── WORKING DATA

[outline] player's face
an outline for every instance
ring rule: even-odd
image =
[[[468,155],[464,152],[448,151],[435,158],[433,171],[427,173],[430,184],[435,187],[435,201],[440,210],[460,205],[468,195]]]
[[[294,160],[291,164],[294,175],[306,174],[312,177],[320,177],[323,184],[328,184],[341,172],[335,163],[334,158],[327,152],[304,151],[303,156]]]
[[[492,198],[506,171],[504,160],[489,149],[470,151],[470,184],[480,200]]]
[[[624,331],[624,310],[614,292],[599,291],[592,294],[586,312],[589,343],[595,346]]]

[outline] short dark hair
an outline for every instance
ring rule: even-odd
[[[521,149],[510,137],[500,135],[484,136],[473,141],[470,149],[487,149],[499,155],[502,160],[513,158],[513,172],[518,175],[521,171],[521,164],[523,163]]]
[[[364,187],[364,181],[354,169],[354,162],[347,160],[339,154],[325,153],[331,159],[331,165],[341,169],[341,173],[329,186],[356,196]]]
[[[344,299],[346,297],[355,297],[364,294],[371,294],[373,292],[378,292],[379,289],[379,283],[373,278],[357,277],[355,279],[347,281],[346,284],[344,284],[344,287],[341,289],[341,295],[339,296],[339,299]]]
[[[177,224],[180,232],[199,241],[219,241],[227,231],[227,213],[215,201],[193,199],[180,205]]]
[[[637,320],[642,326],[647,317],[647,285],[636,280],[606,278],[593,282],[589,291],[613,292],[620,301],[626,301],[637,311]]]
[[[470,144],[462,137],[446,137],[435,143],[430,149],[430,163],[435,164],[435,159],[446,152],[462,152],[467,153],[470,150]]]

────

* TASK DIRECTIONS
Can you write out all the data above again, switching each "ring rule" to "fill rule" and leaving everything else unchanged?

* RESULT OF THE TASK
[outline] player's face
an outline for every instance
fill rule: even-odd
image =
[[[468,155],[464,152],[448,151],[435,158],[433,171],[427,173],[430,184],[435,187],[435,201],[440,210],[460,205],[468,195]]]
[[[294,160],[291,164],[294,175],[306,174],[312,177],[320,177],[323,184],[328,184],[341,172],[335,163],[334,158],[327,152],[304,151],[303,156]]]
[[[492,198],[506,171],[504,160],[489,149],[470,151],[470,184],[480,200]]]
[[[624,331],[624,310],[614,292],[599,291],[592,294],[586,312],[589,343],[595,346]]]

[outline] short dark hair
an outline for every instance
fill rule: even-odd
[[[521,149],[510,137],[500,135],[484,136],[473,141],[470,149],[487,149],[499,155],[502,160],[513,158],[513,172],[518,175],[521,171],[521,164],[523,163]]]
[[[364,187],[364,181],[354,169],[354,162],[347,160],[339,154],[325,153],[331,159],[331,165],[341,169],[341,173],[329,186],[356,196]]]
[[[344,299],[346,297],[355,297],[364,294],[371,294],[373,292],[378,292],[379,289],[379,283],[373,278],[357,277],[355,279],[347,281],[346,284],[344,284],[344,287],[341,289],[341,295],[339,296],[339,299]]]
[[[177,224],[180,232],[199,241],[219,241],[227,231],[227,213],[215,201],[193,199],[180,205]]]
[[[637,320],[642,326],[647,317],[647,285],[636,280],[606,278],[593,282],[589,291],[613,292],[620,301],[626,301],[637,311]]]
[[[470,144],[462,137],[446,137],[435,143],[430,149],[430,163],[435,164],[435,159],[446,152],[462,152],[467,153],[470,150]]]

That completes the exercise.